STATED GOAL A »
Extract every line of the records that contains the word "sign".

TEXT BLOCK »
########################################
Typically the matrix can be constructed as the follows:

   dmatrix A(3,4)   // a 3x4 matrix
   dmatrix B(5)     // a 5x5 square matrix
or 
   dmatrix C        // a 4x4 (default) square matrix

Matrix is defined as an alias of dmatrix, so you can also use it
as a constructor.

1.2 Matrix Operations

Matrix binary operations can be performed as usual data-type, e.g.,

   A + B            // addition
   A - B            // substraction
   A * B            // multipication
   A / B            // division

Moreover, the library allows operations on a matrix and a real, e.g.,

   A + 5.0 
   2 - A 
   A * 3 
   1 / A 

Matrix uninary operations include:

   Tran(A)          // Transpose
   Conj(A)          // Conjugate
   Adj(A)           // Adjoint
   Inv(A)           // Inverse
   Det(A)           // Determenant
   Norm(A)          // Norm
   Cond(A)          // Conditional number
   Diag(A)          // Diagonal elements
   Pinv(A)          // Psuedo-inverse
   Rank(A)          // Rank

Matrix index and submatrix:

   A(1,2)            // (1,2)-element of matrix A
   A(10)             // 10th element of matrix A (counted row by row)
   Submat(A,1,3,2,4) // Submatrix of matrix A by its rows (from 1 to 3)
                     //     and columns (from 2 to 4)
########################################
STATED GOAL B »
In the matrix library text, what size of matrix does the declaration with no dimensions create?
########################################
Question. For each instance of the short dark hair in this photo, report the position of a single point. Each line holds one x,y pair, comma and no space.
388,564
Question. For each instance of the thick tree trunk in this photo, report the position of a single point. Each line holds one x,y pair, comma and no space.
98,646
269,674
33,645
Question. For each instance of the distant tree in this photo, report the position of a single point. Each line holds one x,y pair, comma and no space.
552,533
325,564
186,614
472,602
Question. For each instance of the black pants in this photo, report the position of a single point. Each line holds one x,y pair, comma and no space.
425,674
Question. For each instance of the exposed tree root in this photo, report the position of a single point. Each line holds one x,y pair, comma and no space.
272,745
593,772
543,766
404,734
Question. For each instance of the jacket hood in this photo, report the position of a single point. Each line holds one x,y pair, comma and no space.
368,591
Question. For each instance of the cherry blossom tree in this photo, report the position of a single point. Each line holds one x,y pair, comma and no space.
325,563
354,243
########################################
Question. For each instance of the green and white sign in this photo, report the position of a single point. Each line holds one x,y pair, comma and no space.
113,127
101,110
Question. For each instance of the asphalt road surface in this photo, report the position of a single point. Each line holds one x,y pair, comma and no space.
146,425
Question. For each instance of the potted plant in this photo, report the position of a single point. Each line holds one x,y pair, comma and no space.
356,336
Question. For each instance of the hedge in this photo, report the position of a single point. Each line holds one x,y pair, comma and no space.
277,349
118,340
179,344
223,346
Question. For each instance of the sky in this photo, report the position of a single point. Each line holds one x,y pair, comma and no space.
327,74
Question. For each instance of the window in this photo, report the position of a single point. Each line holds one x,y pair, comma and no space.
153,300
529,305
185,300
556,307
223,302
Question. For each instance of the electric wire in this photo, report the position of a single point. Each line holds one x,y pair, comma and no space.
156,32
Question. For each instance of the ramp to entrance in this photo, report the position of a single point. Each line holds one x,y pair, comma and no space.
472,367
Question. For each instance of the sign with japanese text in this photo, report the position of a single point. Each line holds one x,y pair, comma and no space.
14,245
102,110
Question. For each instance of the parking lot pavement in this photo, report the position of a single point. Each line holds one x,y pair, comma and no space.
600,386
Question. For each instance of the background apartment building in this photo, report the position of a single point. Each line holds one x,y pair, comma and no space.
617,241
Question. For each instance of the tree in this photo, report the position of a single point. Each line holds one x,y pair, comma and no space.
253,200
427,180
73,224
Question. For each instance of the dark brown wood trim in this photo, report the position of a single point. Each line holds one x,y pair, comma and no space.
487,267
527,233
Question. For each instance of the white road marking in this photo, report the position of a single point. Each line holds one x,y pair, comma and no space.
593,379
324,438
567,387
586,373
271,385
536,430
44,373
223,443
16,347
########################################
EXPECTED OUTPUT A »
Question. For each instance of the green and white sign in this photo, report the position of a single point. Each line holds one x,y pair, comma and no space.
Question. For each instance of the sign with japanese text in this photo, report the position of a single point. Each line holds one x,y pair, comma and no space.

EXPECTED OUTPUT B »
A 4x4 square matrix, which is the default.